Çoğumuz, kafein gibi güçlü bir tetikleyici olmadan çalışmaya başlayamayız. Hatta birçoğumuz o olmadan yataktan dışarı adımını bile zor atar. Edebiyatın sevilen isimlerini yazmaları için tetikleyenler ise şüphesiz ki bundan daha karmaşıktı, yazabilmek ya da yazdıklarının meydana getirdiği deseni görebilmek için değişik yöntemlere başvuruyorlardı. Gelin, başyapıtların arkasında saklanan tuhaflıklara bir göz atalım:
Eudora Welty
Welty’nin birçok farklı kağıda aklına geldikçe kaleme aldığı uzun hikayelerini birbirlerine iğnelediği biliniyor. Başlangıçta sayfaları yapışkanla birbirine tutturup upuzun bir şerit haline getiren Welty, böylece öykülerini bir bakışta bütün halinde görme imkanını buluyormuş. Öyküler odaya sığmayacak kadar uzadığında ise Welty sayfaları iğnelemeye başlamış.

▶ Alıştırma Görevleri:
a – Yazarların çalışma alışkanlıklarını anlatan yazıda "Eudora Welty" başlığı altındaki paragrafın cümlelerini sırasıyla yazın.
b – Yazarların çalışma alışkanlıklarını anlatan yazıyı son cümlesinden itibaren sürdürün.

▶ Çıkarılan Veriler:

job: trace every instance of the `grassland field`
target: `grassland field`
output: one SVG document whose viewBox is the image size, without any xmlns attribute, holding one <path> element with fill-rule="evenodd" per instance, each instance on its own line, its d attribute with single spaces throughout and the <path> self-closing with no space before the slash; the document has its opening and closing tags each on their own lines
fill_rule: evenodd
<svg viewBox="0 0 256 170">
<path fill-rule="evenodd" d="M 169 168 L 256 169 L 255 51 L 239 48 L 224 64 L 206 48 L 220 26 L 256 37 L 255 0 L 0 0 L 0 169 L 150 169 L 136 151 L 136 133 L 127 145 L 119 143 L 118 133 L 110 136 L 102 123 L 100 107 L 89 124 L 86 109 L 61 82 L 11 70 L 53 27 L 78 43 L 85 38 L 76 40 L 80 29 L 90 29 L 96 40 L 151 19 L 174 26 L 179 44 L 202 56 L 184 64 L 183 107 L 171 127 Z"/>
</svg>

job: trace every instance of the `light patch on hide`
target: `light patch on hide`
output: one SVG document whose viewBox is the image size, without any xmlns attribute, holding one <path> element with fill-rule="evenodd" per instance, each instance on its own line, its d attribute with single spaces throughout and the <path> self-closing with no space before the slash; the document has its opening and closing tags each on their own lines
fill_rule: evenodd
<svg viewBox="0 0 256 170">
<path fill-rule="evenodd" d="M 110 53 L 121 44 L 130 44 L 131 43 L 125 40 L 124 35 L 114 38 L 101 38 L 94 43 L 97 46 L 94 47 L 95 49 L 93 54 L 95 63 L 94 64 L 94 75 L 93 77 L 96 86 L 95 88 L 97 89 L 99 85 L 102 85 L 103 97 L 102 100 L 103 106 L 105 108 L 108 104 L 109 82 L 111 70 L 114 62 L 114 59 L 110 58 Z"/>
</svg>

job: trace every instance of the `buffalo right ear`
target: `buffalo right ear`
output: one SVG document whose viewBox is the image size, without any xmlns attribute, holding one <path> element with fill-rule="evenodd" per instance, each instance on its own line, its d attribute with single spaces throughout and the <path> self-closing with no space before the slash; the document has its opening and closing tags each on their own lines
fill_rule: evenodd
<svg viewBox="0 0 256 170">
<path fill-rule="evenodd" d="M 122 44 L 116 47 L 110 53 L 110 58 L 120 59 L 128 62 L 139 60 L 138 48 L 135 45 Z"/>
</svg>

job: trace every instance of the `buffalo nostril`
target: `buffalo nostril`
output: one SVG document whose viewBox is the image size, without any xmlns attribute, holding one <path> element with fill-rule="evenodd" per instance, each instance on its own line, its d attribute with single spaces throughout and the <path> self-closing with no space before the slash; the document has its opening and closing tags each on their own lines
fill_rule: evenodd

▶ Görev Çıktıları:
a –
Welty’nin birçok farklı kağıda aklına geldikçe kaleme aldığı uzun hikayelerini birbirlerine iğnelediği biliniyor.
Başlangıçta sayfaları yapışkanla birbirine tutturup upuzun bir şerit haline getiren Welty, böylece öykülerini bir bakışta bütün halinde görme imkanını buluyormuş.
Öyküler odaya sığmayacak kadar uzadığında ise Welty sayfaları iğnelemeye başlamış.

b –
Ernest Hemingway
Hemingway günde ortalama 500 sözcük yazardı ve yazma çalışmasını genellikle sabah saatlerinde gerçekleştirirdi. Bu alışkanlığının sebebi, sıcak bastığında çalışamamasıydı. 1934’te F. Scott Fitzgerald’a yazdığı mektupta yazdıkça iyi bir metin yakalayacağına ilişkin inancını şöyle dile getiriyordu: “Yazdığım 90 sayfanın hepsi çöpe atılacak kadar kötü olabilir ama 91. sayfada bir şaheser yaratabilirim.”
John Cheever
60'lı yıllarda ABD’de birçok öykü derlemesi yayınlanan, geleneksel ve ağırbaşlı bir yazar olarak tanınan Cheever, öykülerini üzerinde yalnızca iç çamaşırları varken kaleme alıyordu. Neticede iç çamaşırıyla yapabileceğin bir şeyi takım elbiseyle yapmaya çalışmak niye?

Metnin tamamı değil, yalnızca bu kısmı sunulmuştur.